***** Dataset content

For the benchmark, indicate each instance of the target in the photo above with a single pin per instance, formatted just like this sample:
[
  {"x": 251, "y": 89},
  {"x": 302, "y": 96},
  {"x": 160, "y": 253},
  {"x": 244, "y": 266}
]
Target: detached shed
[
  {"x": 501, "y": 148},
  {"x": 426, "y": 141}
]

**********

§ **What you will do**: Could you write out the listing above word for word, keeping every line and character unchanged?

§ **Response for this exercise**:
For the benchmark, indicate each instance of the target in the photo above with a single pin per instance, formatted just like this sample:
[
  {"x": 251, "y": 89},
  {"x": 302, "y": 96},
  {"x": 160, "y": 253},
  {"x": 244, "y": 266}
]
Target: detached shed
[
  {"x": 501, "y": 148},
  {"x": 426, "y": 141}
]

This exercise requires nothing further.